+++ Exercise data
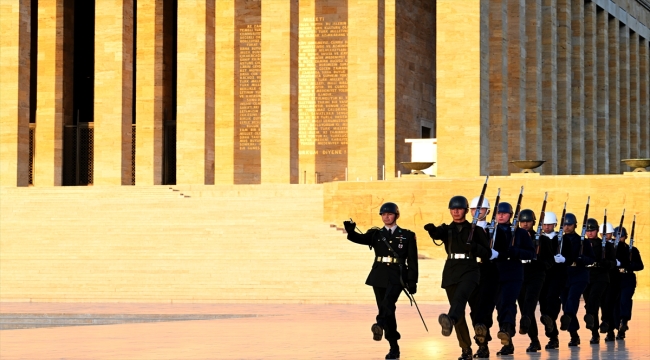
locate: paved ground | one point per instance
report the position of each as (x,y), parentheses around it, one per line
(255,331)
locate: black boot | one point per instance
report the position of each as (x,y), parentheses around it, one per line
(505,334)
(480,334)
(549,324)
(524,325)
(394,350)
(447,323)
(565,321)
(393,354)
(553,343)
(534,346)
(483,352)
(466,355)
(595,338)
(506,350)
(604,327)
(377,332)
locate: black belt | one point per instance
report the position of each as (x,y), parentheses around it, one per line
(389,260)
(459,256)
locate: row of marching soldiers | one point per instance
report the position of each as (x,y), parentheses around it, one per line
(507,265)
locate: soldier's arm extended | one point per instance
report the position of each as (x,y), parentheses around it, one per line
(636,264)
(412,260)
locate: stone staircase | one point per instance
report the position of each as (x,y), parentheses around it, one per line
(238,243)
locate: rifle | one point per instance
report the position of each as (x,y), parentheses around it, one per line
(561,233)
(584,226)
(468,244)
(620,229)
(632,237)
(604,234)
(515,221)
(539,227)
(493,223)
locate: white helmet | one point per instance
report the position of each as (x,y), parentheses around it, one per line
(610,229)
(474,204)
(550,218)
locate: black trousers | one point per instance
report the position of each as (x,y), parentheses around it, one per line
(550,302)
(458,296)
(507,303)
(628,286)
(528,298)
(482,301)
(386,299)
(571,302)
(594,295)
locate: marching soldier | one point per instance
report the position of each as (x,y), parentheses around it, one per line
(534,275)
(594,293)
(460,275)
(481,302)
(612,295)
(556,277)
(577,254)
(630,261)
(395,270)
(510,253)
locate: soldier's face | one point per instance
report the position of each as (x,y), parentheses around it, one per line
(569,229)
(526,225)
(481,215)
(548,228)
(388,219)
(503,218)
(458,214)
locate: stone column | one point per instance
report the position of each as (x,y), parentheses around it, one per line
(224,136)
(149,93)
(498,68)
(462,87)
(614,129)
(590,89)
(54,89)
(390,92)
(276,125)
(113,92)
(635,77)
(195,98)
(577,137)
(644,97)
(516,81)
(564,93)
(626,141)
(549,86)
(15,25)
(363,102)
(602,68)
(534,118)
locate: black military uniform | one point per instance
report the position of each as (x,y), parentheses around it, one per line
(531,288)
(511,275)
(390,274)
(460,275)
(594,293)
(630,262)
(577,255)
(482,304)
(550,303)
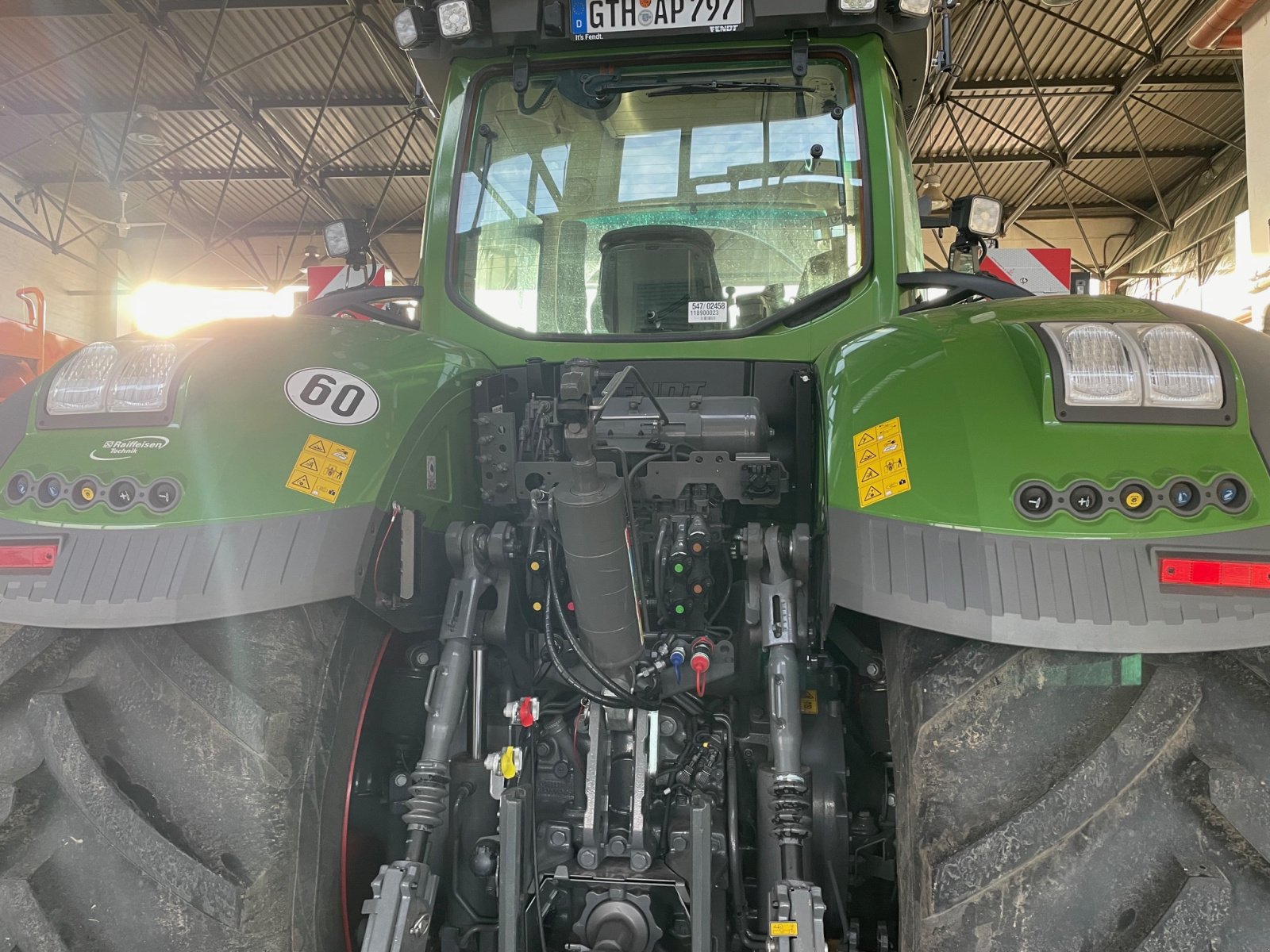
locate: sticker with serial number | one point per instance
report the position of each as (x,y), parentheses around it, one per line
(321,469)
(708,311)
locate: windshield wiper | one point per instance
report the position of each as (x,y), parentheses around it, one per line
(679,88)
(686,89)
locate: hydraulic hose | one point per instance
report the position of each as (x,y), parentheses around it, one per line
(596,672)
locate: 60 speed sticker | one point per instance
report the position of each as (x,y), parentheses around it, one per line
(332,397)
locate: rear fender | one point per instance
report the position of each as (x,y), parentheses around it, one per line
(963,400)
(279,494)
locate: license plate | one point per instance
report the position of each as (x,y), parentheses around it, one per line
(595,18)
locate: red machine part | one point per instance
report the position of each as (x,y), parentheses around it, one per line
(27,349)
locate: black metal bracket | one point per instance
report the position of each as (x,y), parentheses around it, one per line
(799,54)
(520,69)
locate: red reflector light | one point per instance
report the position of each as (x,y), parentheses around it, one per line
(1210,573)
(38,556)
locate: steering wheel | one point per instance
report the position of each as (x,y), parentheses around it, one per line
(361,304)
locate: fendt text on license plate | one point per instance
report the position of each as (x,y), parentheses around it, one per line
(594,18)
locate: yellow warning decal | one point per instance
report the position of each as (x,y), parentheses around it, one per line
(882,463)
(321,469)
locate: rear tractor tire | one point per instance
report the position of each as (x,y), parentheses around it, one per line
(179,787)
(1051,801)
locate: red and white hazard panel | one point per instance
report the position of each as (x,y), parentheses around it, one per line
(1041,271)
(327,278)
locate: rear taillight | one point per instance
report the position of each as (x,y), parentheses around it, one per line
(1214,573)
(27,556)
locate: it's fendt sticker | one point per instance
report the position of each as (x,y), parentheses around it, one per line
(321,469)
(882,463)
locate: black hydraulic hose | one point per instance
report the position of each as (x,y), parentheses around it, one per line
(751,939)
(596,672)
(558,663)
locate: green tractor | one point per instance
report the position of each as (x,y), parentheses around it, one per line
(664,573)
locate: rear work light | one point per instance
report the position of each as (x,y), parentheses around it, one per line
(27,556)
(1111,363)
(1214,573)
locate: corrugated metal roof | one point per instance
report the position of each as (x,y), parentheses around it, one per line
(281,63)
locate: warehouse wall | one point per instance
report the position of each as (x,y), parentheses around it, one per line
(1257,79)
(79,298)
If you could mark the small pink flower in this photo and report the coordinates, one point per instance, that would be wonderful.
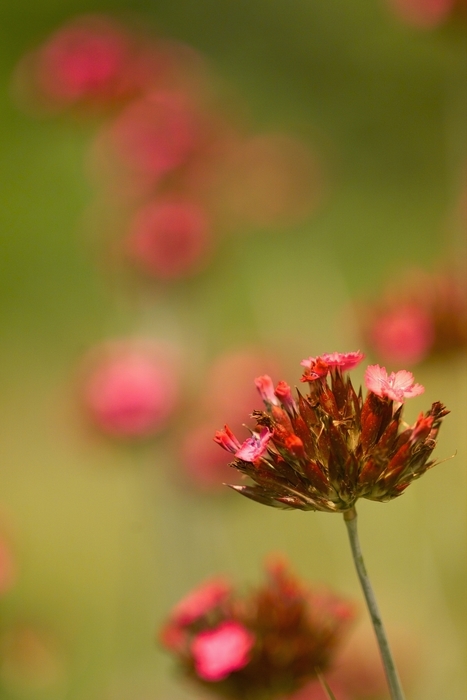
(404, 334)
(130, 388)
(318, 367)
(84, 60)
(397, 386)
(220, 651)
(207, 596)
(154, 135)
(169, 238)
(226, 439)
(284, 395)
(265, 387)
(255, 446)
++++++
+++ Exercise data
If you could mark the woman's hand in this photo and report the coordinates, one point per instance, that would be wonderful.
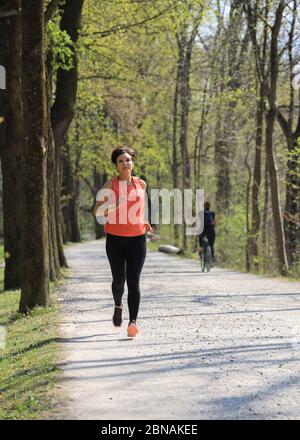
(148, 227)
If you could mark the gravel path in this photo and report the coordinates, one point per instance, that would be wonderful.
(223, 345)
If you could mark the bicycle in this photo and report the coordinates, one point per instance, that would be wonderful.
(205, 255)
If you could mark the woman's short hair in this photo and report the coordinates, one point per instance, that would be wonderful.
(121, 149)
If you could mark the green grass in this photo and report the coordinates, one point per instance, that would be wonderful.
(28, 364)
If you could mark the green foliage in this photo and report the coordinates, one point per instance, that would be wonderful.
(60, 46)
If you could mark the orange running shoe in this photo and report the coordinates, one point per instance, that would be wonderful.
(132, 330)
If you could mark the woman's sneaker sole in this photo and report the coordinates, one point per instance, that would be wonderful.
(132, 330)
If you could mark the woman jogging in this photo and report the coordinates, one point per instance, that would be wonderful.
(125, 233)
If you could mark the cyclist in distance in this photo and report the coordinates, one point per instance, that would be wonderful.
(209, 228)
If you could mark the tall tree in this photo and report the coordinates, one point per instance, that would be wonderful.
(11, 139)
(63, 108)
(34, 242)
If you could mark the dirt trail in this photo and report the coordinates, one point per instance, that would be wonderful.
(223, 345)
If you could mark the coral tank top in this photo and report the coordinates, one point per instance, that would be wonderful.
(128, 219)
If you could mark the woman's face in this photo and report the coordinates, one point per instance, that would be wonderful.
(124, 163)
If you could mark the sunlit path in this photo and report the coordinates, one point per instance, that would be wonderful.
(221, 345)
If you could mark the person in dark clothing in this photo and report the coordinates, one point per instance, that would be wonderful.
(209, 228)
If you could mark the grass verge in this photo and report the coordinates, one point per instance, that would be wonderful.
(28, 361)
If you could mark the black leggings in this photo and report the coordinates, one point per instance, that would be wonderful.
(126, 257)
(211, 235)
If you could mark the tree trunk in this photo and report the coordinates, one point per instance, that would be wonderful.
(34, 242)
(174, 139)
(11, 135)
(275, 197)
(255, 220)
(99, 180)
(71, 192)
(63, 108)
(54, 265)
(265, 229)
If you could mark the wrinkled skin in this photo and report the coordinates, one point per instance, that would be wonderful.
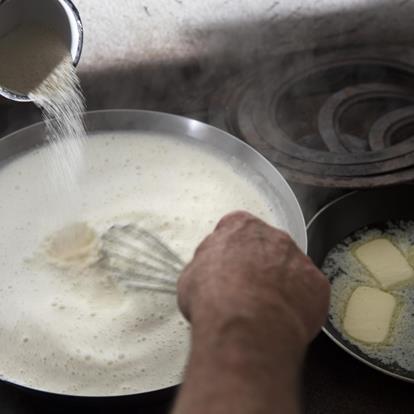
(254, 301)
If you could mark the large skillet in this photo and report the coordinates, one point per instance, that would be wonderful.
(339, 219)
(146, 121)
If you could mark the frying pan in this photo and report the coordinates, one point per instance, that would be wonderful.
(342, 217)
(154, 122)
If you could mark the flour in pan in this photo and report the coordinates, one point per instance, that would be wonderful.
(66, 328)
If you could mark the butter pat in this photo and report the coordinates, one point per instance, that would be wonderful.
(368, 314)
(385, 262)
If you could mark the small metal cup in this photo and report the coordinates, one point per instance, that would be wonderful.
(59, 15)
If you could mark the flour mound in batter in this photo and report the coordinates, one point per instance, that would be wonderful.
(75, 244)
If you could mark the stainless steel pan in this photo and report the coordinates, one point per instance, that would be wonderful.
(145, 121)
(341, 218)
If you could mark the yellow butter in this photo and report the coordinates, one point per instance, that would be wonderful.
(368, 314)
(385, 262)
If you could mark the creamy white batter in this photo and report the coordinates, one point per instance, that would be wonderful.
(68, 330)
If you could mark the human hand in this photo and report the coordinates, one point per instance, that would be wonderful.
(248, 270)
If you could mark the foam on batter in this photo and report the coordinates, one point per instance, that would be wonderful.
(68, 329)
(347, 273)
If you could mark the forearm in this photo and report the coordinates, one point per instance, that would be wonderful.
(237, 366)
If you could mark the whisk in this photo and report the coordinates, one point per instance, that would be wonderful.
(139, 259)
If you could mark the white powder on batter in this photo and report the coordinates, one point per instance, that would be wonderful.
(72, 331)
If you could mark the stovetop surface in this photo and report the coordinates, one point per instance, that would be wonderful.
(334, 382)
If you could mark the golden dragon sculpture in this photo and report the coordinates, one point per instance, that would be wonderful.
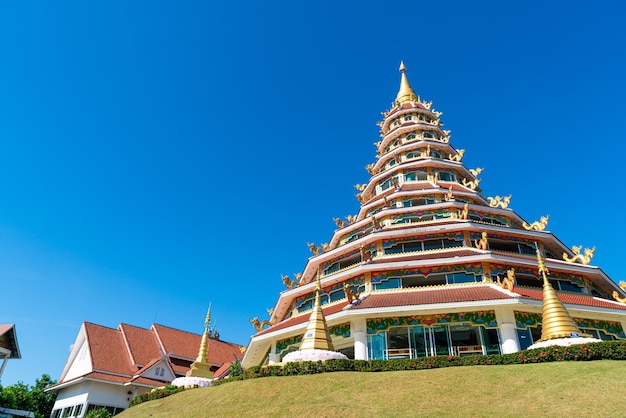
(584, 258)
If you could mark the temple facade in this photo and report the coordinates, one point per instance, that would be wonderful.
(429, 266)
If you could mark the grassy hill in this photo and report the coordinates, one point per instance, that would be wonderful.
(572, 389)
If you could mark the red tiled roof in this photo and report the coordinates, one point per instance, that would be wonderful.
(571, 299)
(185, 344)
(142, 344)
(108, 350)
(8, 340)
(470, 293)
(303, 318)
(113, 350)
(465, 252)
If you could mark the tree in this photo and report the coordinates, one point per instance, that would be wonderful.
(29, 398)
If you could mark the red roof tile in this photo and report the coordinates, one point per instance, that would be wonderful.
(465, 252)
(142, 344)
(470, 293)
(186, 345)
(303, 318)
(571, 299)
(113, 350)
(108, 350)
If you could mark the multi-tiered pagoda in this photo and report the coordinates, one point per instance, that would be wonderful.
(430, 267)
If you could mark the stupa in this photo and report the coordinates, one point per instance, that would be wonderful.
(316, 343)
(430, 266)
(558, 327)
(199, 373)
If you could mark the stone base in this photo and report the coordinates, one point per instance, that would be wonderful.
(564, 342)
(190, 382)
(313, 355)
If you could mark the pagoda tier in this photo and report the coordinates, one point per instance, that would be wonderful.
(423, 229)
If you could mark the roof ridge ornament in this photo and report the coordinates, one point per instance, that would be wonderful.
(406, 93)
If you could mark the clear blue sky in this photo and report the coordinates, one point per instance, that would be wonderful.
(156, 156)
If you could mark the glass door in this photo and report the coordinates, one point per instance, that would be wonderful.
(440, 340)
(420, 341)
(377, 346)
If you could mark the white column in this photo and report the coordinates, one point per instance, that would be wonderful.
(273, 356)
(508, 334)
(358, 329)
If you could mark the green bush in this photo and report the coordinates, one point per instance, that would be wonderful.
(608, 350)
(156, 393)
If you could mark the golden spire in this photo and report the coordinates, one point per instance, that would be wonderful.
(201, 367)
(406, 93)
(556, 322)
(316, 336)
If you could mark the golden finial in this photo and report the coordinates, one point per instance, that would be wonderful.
++++++
# [Written problem]
Please copy out the lines word for word, from the line with "If you could mark the pagoda" up to and including the line with "If you could mark the golden finial".

# [The response]
If you could mark the pagoda tier in this photo and report the coordinates, one point per instance, that would be wonderful.
(423, 229)
If you could mark the roof ridge ornament in this photo and report the coordinates, one point per instance, that would be wonderful.
(406, 93)
If you could mark the clear blue sky in this photo and report the coordinates, one point per instance, that would be wonderful.
(156, 156)
If you could mark the glass door in this photo and report the coordinates, one point per instance, that would be wonderful.
(440, 340)
(420, 341)
(377, 346)
If you could mark the white column in this photo and report the coordinates, one point per instance, that would be wonderful.
(273, 356)
(508, 334)
(358, 329)
If you could mark the green bush in this photo and report the coordinates, one point per instance, that would be wonderful.
(608, 350)
(156, 393)
If you could mark the golden spire in this photo and report the coordinates, one point per instance, that would be wonderful.
(201, 367)
(406, 93)
(556, 322)
(316, 336)
If you could mark the golden finial in this photo and report the coordinates, one point per instance, that would be wonderful.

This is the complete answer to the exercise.